··· Stored records

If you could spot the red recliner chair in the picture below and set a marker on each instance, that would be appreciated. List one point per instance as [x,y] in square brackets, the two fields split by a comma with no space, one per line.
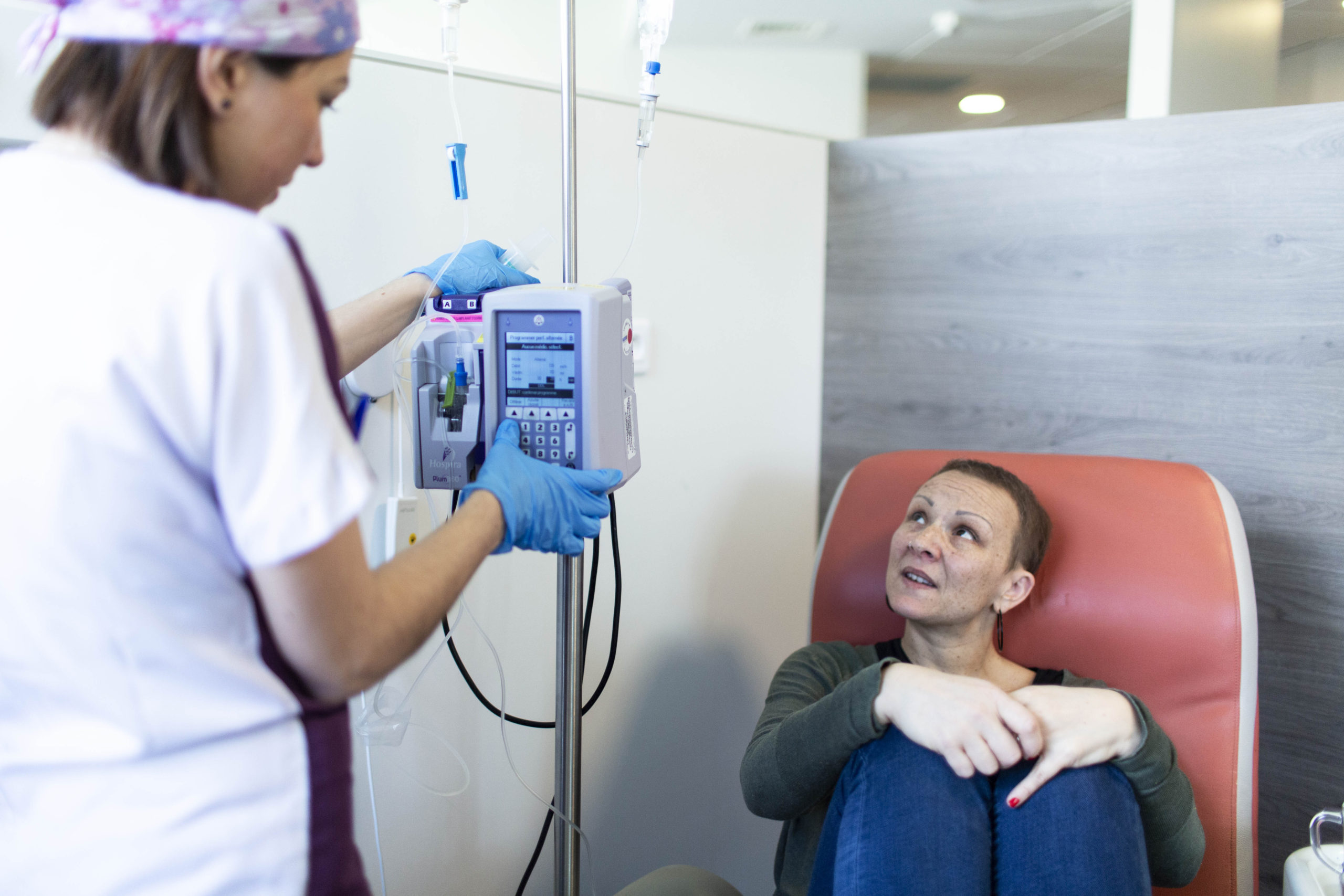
[1147,586]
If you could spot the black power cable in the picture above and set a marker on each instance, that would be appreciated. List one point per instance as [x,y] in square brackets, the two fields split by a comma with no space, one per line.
[588,620]
[601,687]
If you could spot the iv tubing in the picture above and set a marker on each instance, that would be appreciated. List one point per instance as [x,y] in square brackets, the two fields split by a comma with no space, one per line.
[373,803]
[508,754]
[639,212]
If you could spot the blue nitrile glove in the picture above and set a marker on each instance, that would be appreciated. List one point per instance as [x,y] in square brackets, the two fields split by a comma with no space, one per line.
[476,269]
[546,508]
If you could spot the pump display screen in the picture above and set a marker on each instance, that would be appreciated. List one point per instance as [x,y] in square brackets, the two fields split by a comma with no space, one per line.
[539,370]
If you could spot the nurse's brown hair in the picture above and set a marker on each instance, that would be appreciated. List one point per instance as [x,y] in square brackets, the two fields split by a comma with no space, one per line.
[140,102]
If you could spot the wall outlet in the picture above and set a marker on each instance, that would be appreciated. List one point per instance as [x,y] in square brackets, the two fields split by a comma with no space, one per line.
[640,344]
[400,525]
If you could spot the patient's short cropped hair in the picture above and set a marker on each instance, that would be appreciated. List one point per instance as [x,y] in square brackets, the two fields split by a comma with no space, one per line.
[1028,546]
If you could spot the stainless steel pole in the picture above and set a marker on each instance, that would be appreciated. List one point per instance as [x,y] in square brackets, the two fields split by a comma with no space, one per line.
[569,695]
[569,575]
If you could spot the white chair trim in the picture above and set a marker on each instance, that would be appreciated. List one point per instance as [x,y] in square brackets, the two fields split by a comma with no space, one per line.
[822,546]
[1249,693]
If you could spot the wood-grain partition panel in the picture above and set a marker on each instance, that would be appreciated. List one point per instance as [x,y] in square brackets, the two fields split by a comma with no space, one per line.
[1167,289]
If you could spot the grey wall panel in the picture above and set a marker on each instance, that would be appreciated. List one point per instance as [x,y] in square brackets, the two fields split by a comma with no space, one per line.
[1167,289]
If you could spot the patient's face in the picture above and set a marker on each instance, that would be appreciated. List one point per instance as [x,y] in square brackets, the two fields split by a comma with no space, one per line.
[949,559]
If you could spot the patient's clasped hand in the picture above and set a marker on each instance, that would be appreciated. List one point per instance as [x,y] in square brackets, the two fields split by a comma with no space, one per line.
[936,765]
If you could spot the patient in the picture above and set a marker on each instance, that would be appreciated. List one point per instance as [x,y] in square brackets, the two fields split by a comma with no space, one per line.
[934,765]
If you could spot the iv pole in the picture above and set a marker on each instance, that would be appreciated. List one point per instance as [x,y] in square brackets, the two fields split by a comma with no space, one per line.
[569,574]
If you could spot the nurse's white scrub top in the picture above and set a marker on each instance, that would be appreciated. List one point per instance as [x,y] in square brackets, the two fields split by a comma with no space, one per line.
[170,422]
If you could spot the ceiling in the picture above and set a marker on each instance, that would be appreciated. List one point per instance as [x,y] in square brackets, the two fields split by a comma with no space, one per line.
[1053,59]
[990,33]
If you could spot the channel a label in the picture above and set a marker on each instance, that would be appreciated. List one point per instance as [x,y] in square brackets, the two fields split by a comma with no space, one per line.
[631,450]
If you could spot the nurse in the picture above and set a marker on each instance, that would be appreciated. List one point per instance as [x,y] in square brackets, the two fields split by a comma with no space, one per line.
[185,602]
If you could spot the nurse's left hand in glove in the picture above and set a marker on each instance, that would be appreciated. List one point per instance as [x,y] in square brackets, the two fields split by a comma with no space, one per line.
[546,508]
[475,269]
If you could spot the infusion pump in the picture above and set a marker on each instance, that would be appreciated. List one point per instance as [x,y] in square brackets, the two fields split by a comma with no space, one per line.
[557,359]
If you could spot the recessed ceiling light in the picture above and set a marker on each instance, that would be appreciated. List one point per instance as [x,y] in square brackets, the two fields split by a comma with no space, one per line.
[781,30]
[982,104]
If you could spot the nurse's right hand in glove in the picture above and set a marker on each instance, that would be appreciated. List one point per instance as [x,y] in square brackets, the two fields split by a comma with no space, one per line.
[475,269]
[546,508]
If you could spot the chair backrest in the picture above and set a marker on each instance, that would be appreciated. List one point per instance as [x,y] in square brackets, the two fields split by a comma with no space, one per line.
[1147,586]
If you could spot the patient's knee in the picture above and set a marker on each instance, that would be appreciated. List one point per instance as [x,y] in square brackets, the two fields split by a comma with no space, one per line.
[896,754]
[680,880]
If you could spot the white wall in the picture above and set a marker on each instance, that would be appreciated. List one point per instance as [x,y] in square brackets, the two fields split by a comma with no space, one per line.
[718,530]
[1312,73]
[815,90]
[15,90]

······

# Task requirements
Copy the listing word for word, excluding its pictures.

# Answer to this exercise
If you could spot the red recliner chair in the picture below and set a marker on each instance, that would be appreciated. List one point per instance as [x,y] in square brackets, the two fields split by a comma with no space, one per line.
[1147,586]
If you could spot the black power cable in the picture above and set a marker on each instance, that would be appreciated. List one point per instance as [x,y] in square brackets, the two fields split by a comma with no space, one per line.
[588,620]
[601,687]
If you could spot the iv tubing in the picture above and set a marker on each instance, that would be appreciated. List one point per instance as [x,y] in square brackets, the two fields split by a comma with no space, one per line.
[373,803]
[508,754]
[639,212]
If you could spot the blue nitrile glove in the picture above and set a marker on each instance, that would be appreciated. List one point per instance as [x,y] in square brackets, the two fields split by a comma with no space, one per line.
[476,269]
[546,508]
If you could spot the pump display screen in the picture above and set a marker on each instance, that would be appreciated. List one point per instance as [x,y] in square brackets, the two fields split by a comma with no space, one per line.
[539,370]
If you could spot the nurse's brown hair in the picture above and set a marker on each instance, that would be appreciated. List one point per instance as [x,y] in square brackets, the two fields split by a comma with no space, one per line.
[140,102]
If you could spot the wall outlet in the picture above and set a marker on each instance, that would be appreciated. List one point per instance as [x,y] in square brackets, the two fields split by a comma with no space, one per line.
[640,344]
[400,525]
If you could spot the patient's short cropped hair in the picture above and set a marker on each instance, that would be appreciated. List one point per instance as [x,y] in square brackets, the two fields split by a comma with no space, one per line.
[1028,546]
If you could spot the stainless steel pole in the picture above and set a marker on each instance, that would be appreciated. List one point per instance as [x,y] in square brackets, the two fields split by a comma with no space, one per line.
[569,695]
[569,575]
If you could spot the white chair trim in the picture above and set a marker on each instance, that would be appreciated. List one point per instance as [x,y] in square brackets, the two fields split by a comma with no space, one per line.
[822,546]
[1249,693]
If you could spot the wood-grain partition panel in the picture above and set a marker on each instance, that would be appreciated. List one point per instance as [x,y] in square brackets, the two fields split by a comma with no space, one per line.
[1167,289]
If you could spot the grey wall panel in the picture above and set a marker on each instance, that would be appreciated. List one point per instance as [x,y] in square brackets, the two fields split by a comma with no space, one per line.
[1167,289]
If you could spot the patient's face in the picture above and set a marker on each instance, that would be appreciated. List one point per instance as [x,y] in square brackets, the two fields split by a comma with no space, one per line.
[949,559]
If you could spot the patient's clasped hand in the picture above and set a marker on each instance, that would be appreciated. List one point per instance as [x,y] in square brackets, the two fields split by a comma with no space, one per line.
[936,765]
If you could spot the patient in the picture above and set a marker on each instance, that would be appreciated. List one point per instance as [x,y] in square brackets, the two fields split by a comma with no space, one per line.
[934,765]
If you could spot the iv pole in the picture above and set a marker on each instance, that would be appreciated. List one point per instance as [x,y] in square brackets, the two fields split by a comma with no space, one per line.
[569,574]
If you could spot the nurse's white scrub top in the picture above and set a marker on each instance, that would be appreciated. List one point per instance as [x,y] in square brackets, the two fields split by a comma with no space, one per line.
[170,422]
If you could spot the ceiling in the picture above and set a marker on each instance, that would be appreciated. List one point per instance as [x,y] in square brackets, the two fields split by a comma with no space, one per line.
[1053,59]
[990,33]
If you could spot the channel a label in the picture above and set a marker on each instance, that would be appreciated. List one point per instance as [x,y] in square brackets, the two fields split by a comma with no space, one per line.
[631,450]
If you could spot the nurse in the picture above and set a marker on each instance, that would be appreciated. List one point per instance as [x,y] in square brackets, the two fields split by a comma with no space, one per line.
[185,602]
If you could spot the nurse's left hand in glove in the picture above and set a marker on each instance, that would be appreciated. List one point per instance as [x,y] in square brackets, the two fields split by a comma with no space, one per line.
[546,508]
[475,269]
If you could spot the infusion pump in the picture above and set a marker on each instance, that would be appreciated. List one point per instance as [x,y] in square brackets, the two fields split by a comma with no space, one per line.
[557,359]
If you could spot the recessed ceiling light in the picture above and set a marker on each instance, that would be appreciated. List one point per instance as [x,y] in square brackets, the two fields split by a comma with no space, one per line.
[781,30]
[982,104]
If you could spot the nurse's right hand in glove in the picture above and set a marker on each instance, that would be appreciated. List one point per instance as [x,y] in square brackets, the two fields split by a comma with no space, one per line.
[475,269]
[546,508]
If you could spot the chair backrest in the picture above and set a marker on each instance, that would be appreciated. List one point per instance as [x,y] in square brackets, the two fields split by a comma with no space, one per line.
[1147,586]
If you could spot the patient's knee in the picture above and set a marker on each instance, that would be appreciated. List one point per instance as [x,y] in square brackets, the two fields split by a comma with no space, one per line.
[896,754]
[680,880]
If you could spot the white wall in the picture above and set a marker on each instance, that would be appreciated. List one point per instance as [x,y] in square brackets, the two fields split by a comma with no space, one per line.
[718,530]
[1312,73]
[815,90]
[15,90]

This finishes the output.